### DIRECTIONS
Answer these from the text on test results:
(a) What animals does the text name as examples of sources of Toxoplasma infection?
(b) For which virus does the text find no evidence of either previous infection or vaccination?
(c) What common explanation does the text give for the borderline low neutrophil count?
[[ TEXT, beginning ]]
There is evidence of past infection from Toxoplasma. This is a common parasitic infection, passed from sheep, cats or dogs for example, which usually causes no or few symptoms. Those at risk are unborn babies - if the mother is infected with the parasite while pregnant, it is possible the baby will be born with abnormalities. If the disease is encountered at any other time the risk of complication is very low. In this case, there is no evidence that there is any active current infection. The implication is therefore that you are immune from re-infection from this parasite.
There is evidence of immunity against the Varicella (chicken pox) virus. As the laboratory states, if there has been no recent rash suggestive of chicken pox, this would imply previous exposure and subsequent immunity (protection against further infection).
There is no evidence of previous infection from or vaccination against Rubella (German measles).
There is no evidence of previous infection from HIV, Syphilis, Hepatitis B or Hepatitis C viruses.
Haemoglobinopathy screening is unremarkable - the relative proportion of various forms of haemoglobin are within normal limits.
The neutrophil (a type of white cell) count is borderline low but this would not normally be a concern. A co mon explanation would be a recent infection (eg common cold) causing a temporary drop in the level. Repeat testing in a few weeks time would be useful to check the level was not falling, but I would not say it is essential unless you have any specific concerns about immune cell function (eg frequent colds and other minor infections). The finding of a low basophil count is not likely to be of great concern.
[[ TEXT, end ]]
[[ MATERIAL SHOWN, beginning ]]
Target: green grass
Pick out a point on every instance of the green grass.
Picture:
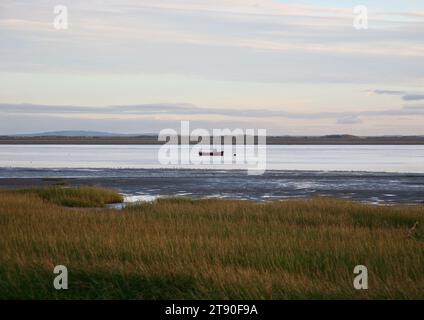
(76, 197)
(209, 249)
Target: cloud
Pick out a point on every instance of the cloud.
(189, 110)
(406, 96)
(389, 92)
(353, 119)
(413, 97)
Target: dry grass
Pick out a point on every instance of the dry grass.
(210, 249)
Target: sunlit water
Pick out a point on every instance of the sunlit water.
(390, 158)
(374, 174)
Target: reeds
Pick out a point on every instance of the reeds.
(209, 249)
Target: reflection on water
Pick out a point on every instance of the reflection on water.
(388, 158)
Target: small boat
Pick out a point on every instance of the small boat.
(213, 153)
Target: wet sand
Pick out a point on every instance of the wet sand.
(142, 184)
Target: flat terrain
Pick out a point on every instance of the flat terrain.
(271, 140)
(206, 249)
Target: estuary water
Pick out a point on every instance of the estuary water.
(373, 174)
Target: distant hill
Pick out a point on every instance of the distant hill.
(74, 133)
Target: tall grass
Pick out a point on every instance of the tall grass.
(76, 197)
(210, 249)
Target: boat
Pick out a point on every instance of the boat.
(213, 153)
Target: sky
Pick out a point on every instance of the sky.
(139, 66)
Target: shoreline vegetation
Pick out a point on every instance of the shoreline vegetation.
(181, 248)
(271, 140)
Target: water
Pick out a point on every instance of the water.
(387, 158)
(373, 174)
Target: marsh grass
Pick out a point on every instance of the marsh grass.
(209, 249)
(75, 197)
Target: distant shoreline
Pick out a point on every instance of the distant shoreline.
(271, 140)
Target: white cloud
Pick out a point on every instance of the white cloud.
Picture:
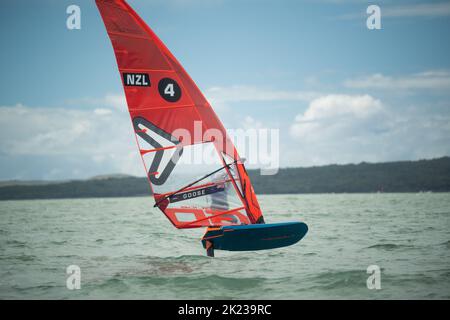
(334, 115)
(349, 129)
(250, 93)
(429, 80)
(110, 100)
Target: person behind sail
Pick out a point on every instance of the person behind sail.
(219, 199)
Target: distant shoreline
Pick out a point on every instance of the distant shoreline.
(391, 177)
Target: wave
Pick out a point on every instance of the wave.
(388, 246)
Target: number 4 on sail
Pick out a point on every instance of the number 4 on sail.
(165, 107)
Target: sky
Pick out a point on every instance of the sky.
(336, 91)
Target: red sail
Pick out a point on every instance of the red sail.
(165, 107)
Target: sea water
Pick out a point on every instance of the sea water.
(127, 249)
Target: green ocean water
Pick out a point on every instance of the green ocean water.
(128, 250)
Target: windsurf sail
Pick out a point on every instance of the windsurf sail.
(197, 180)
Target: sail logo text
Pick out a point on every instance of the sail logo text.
(136, 79)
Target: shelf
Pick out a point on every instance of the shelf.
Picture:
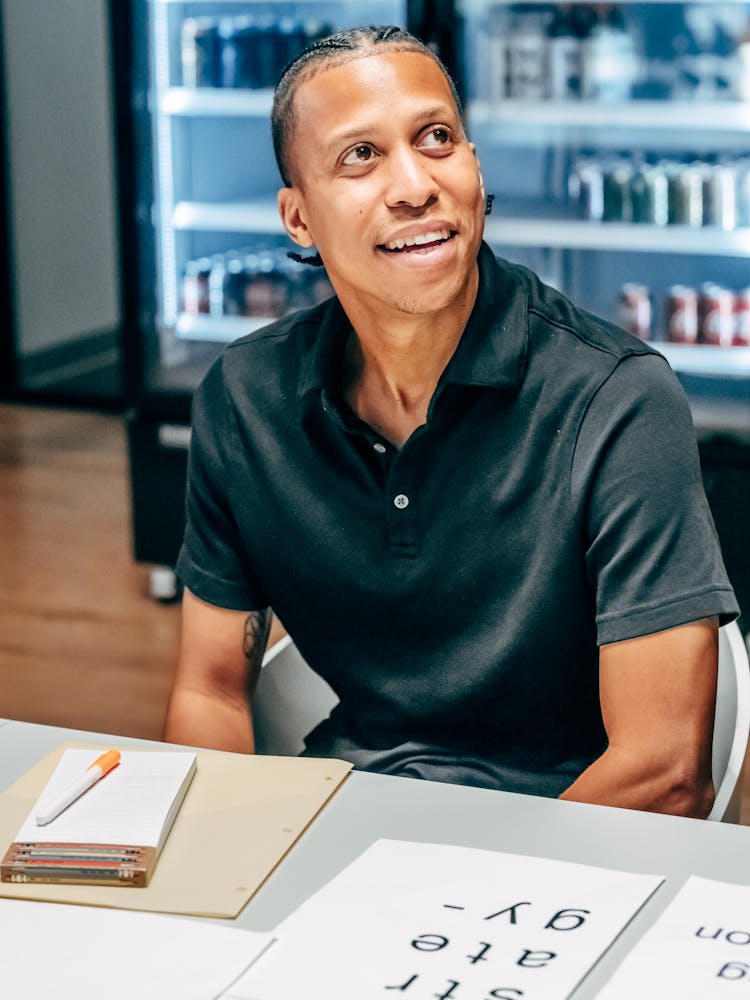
(703, 359)
(228, 217)
(480, 6)
(720, 116)
(221, 329)
(582, 235)
(216, 102)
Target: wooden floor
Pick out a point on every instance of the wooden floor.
(82, 644)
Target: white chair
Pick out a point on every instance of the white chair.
(291, 699)
(731, 724)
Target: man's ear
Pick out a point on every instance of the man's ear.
(479, 171)
(293, 216)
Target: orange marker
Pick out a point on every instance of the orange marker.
(101, 766)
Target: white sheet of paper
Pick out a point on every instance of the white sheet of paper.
(121, 808)
(426, 921)
(88, 953)
(698, 949)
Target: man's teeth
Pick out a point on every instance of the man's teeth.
(439, 235)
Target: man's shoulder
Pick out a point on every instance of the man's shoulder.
(553, 315)
(294, 333)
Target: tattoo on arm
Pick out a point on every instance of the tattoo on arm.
(257, 627)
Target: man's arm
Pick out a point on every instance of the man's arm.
(658, 696)
(220, 658)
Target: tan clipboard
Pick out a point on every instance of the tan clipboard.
(240, 817)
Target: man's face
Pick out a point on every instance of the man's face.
(386, 184)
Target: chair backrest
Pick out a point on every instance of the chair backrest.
(289, 701)
(731, 724)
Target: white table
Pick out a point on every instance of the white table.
(370, 806)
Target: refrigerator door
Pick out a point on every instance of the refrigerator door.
(615, 139)
(204, 254)
(211, 254)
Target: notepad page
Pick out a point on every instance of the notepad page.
(127, 806)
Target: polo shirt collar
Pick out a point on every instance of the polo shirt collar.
(492, 349)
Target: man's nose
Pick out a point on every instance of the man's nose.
(410, 180)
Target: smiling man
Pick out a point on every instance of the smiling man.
(477, 509)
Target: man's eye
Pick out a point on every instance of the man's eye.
(435, 138)
(358, 155)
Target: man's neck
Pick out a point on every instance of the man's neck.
(393, 366)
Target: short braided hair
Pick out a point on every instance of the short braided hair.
(333, 50)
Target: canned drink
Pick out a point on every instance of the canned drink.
(634, 310)
(617, 204)
(649, 195)
(266, 292)
(685, 195)
(234, 287)
(742, 193)
(741, 336)
(195, 292)
(200, 52)
(682, 314)
(216, 285)
(527, 57)
(716, 315)
(720, 196)
(292, 38)
(587, 187)
(239, 62)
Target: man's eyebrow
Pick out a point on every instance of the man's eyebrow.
(439, 112)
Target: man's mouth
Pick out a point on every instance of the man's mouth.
(421, 242)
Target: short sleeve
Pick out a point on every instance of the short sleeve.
(212, 562)
(652, 553)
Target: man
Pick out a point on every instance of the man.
(477, 510)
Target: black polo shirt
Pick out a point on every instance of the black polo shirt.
(453, 592)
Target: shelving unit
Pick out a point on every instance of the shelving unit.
(528, 145)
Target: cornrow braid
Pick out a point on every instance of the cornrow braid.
(331, 51)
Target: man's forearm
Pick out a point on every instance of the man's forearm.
(199, 719)
(618, 779)
(220, 660)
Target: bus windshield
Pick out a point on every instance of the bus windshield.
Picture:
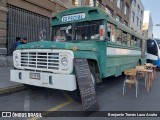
(77, 31)
(158, 42)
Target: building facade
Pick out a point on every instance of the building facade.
(136, 19)
(25, 18)
(147, 25)
(119, 9)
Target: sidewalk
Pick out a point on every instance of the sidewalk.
(7, 86)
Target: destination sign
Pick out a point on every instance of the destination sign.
(73, 17)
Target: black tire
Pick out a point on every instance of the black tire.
(149, 61)
(139, 62)
(31, 87)
(76, 93)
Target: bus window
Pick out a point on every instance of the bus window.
(152, 47)
(128, 39)
(111, 32)
(133, 41)
(62, 32)
(87, 30)
(138, 42)
(124, 38)
(119, 36)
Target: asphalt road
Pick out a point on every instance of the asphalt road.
(109, 94)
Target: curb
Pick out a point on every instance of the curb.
(12, 89)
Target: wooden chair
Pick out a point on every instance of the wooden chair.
(130, 79)
(149, 66)
(141, 74)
[[ MATERIAL SHOWN, end ]]
### THE COMPLETED TASK
(a) Sheep, cats or dogs.
(b) Rubella (German measles).
(c) A recent infection, such as a common cold, causing a temporary drop in the level.